### DIRECTION A
Put the entries into a JSON list of strings with one string per line and blank lines omitted, starting at the first line of the entries and ending at the line containing "[246,143,256,159]". Include both of those lines and nothing outside that span.
— start of DOCUMENT EXCERPT —
First of all this one starts with four setVisibles, then does all its setInvisibles. This is counter to our normal practice of alternately setting one invisible and one visible, repeating until done. Notice that the test reflects that. The ordering list shows all the visibles, then all the invisibles. To be consistent with our others, we need to weave in the first four invisibles, with an invisible going first. Here’s what the new test should look like:
testStand() {
setupTest();
stand();
assertEqual(visible, [4,10,12,18]);
assertEqual(invisible, [9, 7, 8, 14, 15, 13, 11, 17, 16, 21, 20, 19]);
assertEqual(ordering, [9, 4, 7, 10, 8, 12, 14, 18, 15, 13, 11, 17, 16, 21, 20, 19]);
}And here’s the reordered code supporting the new test:
stand ()
— end of DOCUMENT EXCERPT —
### DIRECTION B
Continue the excerpt on reordering the visibility calls from the point where it stops.
— start of THE DATA —
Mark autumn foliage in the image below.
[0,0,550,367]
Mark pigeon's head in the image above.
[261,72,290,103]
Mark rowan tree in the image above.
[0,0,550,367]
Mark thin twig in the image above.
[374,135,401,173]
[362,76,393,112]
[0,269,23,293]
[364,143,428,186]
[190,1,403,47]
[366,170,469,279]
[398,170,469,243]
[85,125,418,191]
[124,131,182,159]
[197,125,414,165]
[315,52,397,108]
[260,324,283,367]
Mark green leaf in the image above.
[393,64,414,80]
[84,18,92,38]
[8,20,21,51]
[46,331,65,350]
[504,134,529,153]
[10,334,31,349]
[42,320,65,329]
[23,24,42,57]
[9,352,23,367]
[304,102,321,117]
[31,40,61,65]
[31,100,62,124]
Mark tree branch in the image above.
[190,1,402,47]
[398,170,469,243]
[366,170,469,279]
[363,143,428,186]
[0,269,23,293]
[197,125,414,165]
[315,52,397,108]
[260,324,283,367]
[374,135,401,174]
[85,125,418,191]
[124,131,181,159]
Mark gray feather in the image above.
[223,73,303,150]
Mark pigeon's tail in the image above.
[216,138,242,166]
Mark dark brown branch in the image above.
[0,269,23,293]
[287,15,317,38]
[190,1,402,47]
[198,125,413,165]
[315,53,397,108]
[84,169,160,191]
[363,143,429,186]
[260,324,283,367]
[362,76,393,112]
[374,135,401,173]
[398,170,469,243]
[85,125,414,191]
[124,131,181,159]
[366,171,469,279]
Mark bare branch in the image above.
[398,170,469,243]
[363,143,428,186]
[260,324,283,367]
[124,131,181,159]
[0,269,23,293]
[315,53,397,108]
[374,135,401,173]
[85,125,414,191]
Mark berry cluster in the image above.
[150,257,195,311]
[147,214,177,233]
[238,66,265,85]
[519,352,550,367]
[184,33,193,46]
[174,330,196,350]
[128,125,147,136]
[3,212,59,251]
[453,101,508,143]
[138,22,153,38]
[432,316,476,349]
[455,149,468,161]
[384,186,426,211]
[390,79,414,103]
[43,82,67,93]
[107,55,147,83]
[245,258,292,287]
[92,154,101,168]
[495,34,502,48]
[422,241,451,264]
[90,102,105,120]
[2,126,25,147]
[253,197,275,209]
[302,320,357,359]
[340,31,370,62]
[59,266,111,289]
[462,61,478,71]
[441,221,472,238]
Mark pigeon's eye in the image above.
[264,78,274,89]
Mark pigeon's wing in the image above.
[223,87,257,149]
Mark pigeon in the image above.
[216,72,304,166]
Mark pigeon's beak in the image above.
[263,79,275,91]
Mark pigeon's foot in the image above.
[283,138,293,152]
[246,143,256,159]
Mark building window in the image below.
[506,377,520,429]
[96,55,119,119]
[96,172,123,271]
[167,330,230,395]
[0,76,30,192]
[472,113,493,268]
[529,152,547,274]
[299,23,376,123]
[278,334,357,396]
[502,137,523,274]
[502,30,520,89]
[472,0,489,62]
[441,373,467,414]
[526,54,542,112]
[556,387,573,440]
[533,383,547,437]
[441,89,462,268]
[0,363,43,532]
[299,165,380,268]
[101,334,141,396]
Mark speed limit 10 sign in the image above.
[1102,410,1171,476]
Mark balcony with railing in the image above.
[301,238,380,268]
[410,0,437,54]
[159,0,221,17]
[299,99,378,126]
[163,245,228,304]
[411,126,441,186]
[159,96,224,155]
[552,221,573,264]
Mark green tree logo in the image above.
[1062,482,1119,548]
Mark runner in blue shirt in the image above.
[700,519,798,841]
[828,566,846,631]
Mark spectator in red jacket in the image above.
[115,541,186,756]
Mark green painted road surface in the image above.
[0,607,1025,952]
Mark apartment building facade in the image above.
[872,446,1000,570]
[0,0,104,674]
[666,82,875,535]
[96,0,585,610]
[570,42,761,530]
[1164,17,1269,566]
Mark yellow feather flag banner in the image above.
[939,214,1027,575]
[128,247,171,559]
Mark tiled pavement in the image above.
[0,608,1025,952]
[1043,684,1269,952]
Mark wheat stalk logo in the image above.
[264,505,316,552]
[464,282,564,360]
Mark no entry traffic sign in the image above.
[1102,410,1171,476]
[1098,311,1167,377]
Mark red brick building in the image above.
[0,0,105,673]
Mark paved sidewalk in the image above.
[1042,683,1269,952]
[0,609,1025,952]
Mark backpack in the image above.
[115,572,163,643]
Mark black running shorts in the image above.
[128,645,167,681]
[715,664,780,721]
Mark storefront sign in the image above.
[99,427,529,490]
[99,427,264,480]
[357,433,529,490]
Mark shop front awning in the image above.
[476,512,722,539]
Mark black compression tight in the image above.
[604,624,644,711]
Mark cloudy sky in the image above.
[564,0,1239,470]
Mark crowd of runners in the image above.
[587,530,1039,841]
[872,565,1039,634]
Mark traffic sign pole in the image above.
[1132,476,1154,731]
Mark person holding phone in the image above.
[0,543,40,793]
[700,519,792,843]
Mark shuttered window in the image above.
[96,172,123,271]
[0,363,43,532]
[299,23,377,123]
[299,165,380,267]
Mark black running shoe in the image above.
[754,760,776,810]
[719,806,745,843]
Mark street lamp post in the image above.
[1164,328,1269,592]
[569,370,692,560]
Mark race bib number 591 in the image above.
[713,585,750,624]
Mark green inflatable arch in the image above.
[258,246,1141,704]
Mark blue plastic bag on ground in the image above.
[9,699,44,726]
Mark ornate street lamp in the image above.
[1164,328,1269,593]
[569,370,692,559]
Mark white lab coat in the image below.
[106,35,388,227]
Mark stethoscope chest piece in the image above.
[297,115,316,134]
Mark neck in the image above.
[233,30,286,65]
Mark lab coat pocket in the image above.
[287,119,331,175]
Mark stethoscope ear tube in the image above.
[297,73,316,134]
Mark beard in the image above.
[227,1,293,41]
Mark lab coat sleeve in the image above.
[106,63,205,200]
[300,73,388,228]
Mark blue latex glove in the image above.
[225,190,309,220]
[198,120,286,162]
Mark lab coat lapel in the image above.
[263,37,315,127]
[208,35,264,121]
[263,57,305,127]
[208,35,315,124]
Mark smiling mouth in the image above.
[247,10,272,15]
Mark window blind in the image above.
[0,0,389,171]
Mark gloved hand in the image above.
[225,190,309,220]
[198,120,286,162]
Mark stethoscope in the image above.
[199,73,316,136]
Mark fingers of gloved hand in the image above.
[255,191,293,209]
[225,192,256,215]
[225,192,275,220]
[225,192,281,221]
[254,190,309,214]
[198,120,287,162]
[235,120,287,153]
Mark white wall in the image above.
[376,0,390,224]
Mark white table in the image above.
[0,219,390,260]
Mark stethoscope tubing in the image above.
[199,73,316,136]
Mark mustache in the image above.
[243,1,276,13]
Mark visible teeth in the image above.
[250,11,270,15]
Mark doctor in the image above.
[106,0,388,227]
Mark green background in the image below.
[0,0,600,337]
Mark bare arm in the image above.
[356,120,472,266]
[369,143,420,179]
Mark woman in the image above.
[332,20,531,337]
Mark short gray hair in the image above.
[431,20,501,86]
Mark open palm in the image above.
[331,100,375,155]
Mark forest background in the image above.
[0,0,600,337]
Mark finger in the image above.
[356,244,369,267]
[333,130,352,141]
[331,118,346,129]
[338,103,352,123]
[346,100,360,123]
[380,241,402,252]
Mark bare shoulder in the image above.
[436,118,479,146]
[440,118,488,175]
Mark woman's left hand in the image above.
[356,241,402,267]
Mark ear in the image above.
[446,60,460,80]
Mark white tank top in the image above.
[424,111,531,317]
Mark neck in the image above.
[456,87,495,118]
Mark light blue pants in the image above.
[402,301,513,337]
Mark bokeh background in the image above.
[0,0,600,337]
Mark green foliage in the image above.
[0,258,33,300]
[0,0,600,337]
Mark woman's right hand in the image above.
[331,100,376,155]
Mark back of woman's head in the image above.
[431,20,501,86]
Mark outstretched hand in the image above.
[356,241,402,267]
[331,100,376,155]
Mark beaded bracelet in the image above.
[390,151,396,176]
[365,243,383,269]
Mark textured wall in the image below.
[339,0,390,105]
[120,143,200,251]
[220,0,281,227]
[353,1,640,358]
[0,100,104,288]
— end of THE DATA —
### TASK RESPONSE A
[
  "Mark autumn foliage in the image below.",
  "[0,0,550,367]",
  "Mark pigeon's head in the image above.",
  "[261,72,290,103]",
  "Mark rowan tree in the image above.",
  "[0,0,550,367]",
  "Mark thin twig in the image above.",
  "[374,135,401,173]",
  "[362,76,393,112]",
  "[0,269,23,293]",
  "[364,143,428,186]",
  "[190,1,403,47]",
  "[366,170,469,279]",
  "[398,170,469,243]",
  "[85,125,418,191]",
  "[124,131,182,159]",
  "[197,125,414,165]",
  "[315,52,397,108]",
  "[260,324,283,367]",
  "Mark green leaf in the image above.",
  "[393,64,414,80]",
  "[84,18,92,38]",
  "[8,20,21,51]",
  "[46,331,65,350]",
  "[504,134,529,153]",
  "[10,334,31,349]",
  "[42,320,65,329]",
  "[23,24,42,57]",
  "[9,352,23,367]",
  "[304,102,321,117]",
  "[31,40,61,65]",
  "[31,100,62,124]",
  "Mark tree branch in the image above.",
  "[190,1,402,47]",
  "[398,170,469,243]",
  "[366,170,469,279]",
  "[363,143,428,186]",
  "[0,269,23,293]",
  "[197,125,414,165]",
  "[315,52,397,108]",
  "[260,324,283,367]",
  "[374,135,401,174]",
  "[85,125,418,191]",
  "[124,131,181,159]",
  "Mark gray feather in the image above.",
  "[223,73,303,150]",
  "Mark pigeon's tail in the image above.",
  "[216,138,242,166]",
  "Mark dark brown branch in the image above.",
  "[0,269,23,293]",
  "[287,15,317,38]",
  "[190,1,402,47]",
  "[198,125,413,165]",
  "[315,53,397,108]",
  "[84,169,160,191]",
  "[363,143,429,186]",
  "[260,324,283,367]",
  "[362,76,393,112]",
  "[374,135,401,173]",
  "[398,170,469,243]",
  "[85,125,414,191]",
  "[124,131,181,159]",
  "[366,171,469,279]",
  "Mark bare branch in the image above.",
  "[398,170,469,243]",
  "[363,143,428,186]",
  "[260,324,283,367]",
  "[124,131,181,159]",
  "[0,269,23,293]",
  "[315,53,397,108]",
  "[374,135,401,173]",
  "[85,125,414,191]",
  "Mark berry cluster in the image above.",
  "[150,257,195,311]",
  "[147,214,177,233]",
  "[238,66,265,85]",
  "[519,352,550,367]",
  "[184,33,193,46]",
  "[174,330,196,350]",
  "[128,125,147,136]",
  "[3,212,59,251]",
  "[453,101,508,143]",
  "[138,22,153,38]",
  "[432,316,476,349]",
  "[455,149,468,161]",
  "[384,186,426,211]",
  "[390,79,414,103]",
  "[43,82,67,93]",
  "[107,55,147,83]",
  "[245,258,292,287]",
  "[92,154,101,168]",
  "[495,34,502,48]",
  "[422,241,451,264]",
  "[90,102,105,120]",
  "[2,126,25,147]",
  "[253,197,275,209]",
  "[302,320,357,359]",
  "[340,31,370,62]",
  "[59,266,111,289]",
  "[462,61,478,71]",
  "[441,221,472,238]",
  "Mark pigeon's eye in the image above.",
  "[264,78,274,89]",
  "Mark pigeon's wing in the image above.",
  "[223,87,257,149]",
  "Mark pigeon in the image above.",
  "[216,72,304,166]",
  "Mark pigeon's beak in the image above.",
  "[263,79,275,91]",
  "Mark pigeon's foot in the image above.",
  "[283,138,293,152]",
  "[246,143,256,159]"
]

### TASK RESPONSE B
{
setInvisible(LF2);
setVisible(LF_STAND);
setInvisible(LF3);
setVisible(RL_STAND);
setInvisible(LF5);
setVisible(RF_STAND);
setInvisible(RL2);
setVisible(RR_STAND);
setInvisible(RL4);
setInvisible(RL5);
setInvisible(RF3);
setInvisible(RF4);
setInvisible(RF5);
setInvisible(RR2);
setInvisible(RR3);
setInvisible(RR4);
}The test passes. I’m getting good at this, which was what I was hoping before I had to do this most difficult one. Now let’s refactor to use the changeVisibility function. Again, it should be straightforward:
stand ()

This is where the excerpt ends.